WHAT IS EXPECTED: In your copy, include no images and return each entry exactly as written.

──────── INPUT DATA ────────

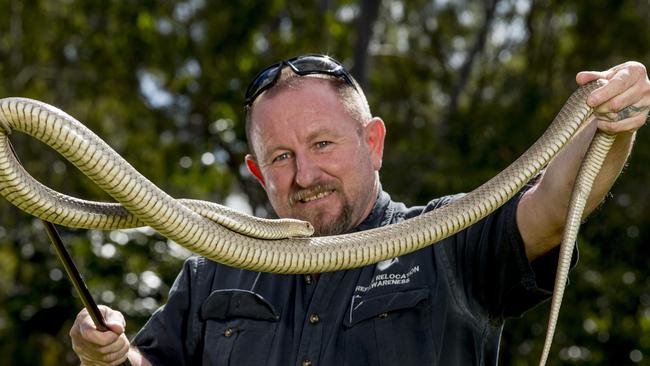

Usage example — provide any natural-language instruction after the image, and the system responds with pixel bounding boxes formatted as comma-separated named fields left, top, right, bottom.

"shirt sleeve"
left=131, top=257, right=203, bottom=366
left=433, top=190, right=578, bottom=321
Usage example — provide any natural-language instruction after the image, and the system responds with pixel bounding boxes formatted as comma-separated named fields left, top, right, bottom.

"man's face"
left=246, top=79, right=385, bottom=236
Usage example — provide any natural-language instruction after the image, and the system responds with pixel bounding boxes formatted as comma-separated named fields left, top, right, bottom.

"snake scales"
left=0, top=81, right=615, bottom=365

────────

SOLUTION TO THIS TASK:
Usage example — provide any natural-language instruction after the image, and the system responds with pixel bounding boxes formatted as comma-separated named fields left, top, right, bottom.

"shirt sleeve"
left=131, top=257, right=203, bottom=366
left=433, top=190, right=578, bottom=321
Usage example — provide any natural-language instruction after the image, and the system responds with pixel bounding boxes formatted as comma-separated named fields left, top, right, bottom.

"man's face"
left=246, top=79, right=385, bottom=236
Usage example — provide any natural-language instruction after the image, and the system responds with pixel bounding boxes formatted as comma-separated named fields left, top, right, bottom.

"snake scales"
left=0, top=81, right=615, bottom=365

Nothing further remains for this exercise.